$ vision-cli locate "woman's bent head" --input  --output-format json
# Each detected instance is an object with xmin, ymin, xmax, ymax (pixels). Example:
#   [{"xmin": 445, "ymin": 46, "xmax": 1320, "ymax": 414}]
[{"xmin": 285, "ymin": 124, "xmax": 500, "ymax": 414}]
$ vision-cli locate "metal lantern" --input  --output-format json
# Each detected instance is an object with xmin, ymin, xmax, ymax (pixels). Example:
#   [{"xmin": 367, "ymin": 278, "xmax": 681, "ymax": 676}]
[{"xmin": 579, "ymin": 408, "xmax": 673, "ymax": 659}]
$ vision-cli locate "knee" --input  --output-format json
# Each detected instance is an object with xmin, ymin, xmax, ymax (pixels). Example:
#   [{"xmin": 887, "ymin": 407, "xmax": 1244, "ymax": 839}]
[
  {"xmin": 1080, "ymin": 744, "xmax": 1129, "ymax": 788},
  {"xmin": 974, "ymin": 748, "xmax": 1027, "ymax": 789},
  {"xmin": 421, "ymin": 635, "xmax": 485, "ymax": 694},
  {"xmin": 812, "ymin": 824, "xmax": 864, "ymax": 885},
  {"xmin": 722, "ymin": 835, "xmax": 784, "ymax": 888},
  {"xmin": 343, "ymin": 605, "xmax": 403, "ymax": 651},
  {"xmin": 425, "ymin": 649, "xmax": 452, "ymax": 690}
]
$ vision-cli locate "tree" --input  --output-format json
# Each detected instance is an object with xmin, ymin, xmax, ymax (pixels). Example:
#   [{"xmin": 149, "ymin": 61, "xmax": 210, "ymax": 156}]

→ **Exercise description**: Can you copy out all of the rows above verbatim?

→ **The completed task**:
$ vision-cli locate "woman's bent head" --input  --output-format json
# Each detected instance is an object with xmin, ymin, xmax, ymax (pixels). Example:
#   [{"xmin": 445, "ymin": 46, "xmax": 1320, "ymax": 414}]
[{"xmin": 285, "ymin": 124, "xmax": 500, "ymax": 414}]
$ vision-cli locate "metal lantern" --input  --output-format json
# Each detected instance is an object with xmin, ymin, xmax, ymax (pixels). Example:
#   [{"xmin": 367, "ymin": 278, "xmax": 681, "ymax": 676}]
[{"xmin": 579, "ymin": 408, "xmax": 673, "ymax": 659}]
$ vision-cli locate "knee" --input  --output-format json
# Each detected instance is an object with xmin, ymin, xmax, ymax (pixels). Example:
#   [{"xmin": 887, "ymin": 407, "xmax": 1244, "ymax": 839}]
[
  {"xmin": 1080, "ymin": 744, "xmax": 1129, "ymax": 788},
  {"xmin": 974, "ymin": 748, "xmax": 1027, "ymax": 789},
  {"xmin": 421, "ymin": 635, "xmax": 485, "ymax": 694},
  {"xmin": 812, "ymin": 824, "xmax": 864, "ymax": 885},
  {"xmin": 722, "ymin": 835, "xmax": 784, "ymax": 888},
  {"xmin": 343, "ymin": 605, "xmax": 403, "ymax": 651},
  {"xmin": 425, "ymin": 649, "xmax": 452, "ymax": 690}
]
$ vision-cli locate "tree" --input  --output-format json
# Each detected instance is an object with xmin, ymin, xmax, ymax (pixels). Example:
#   [{"xmin": 149, "ymin": 61, "xmax": 210, "ymax": 156}]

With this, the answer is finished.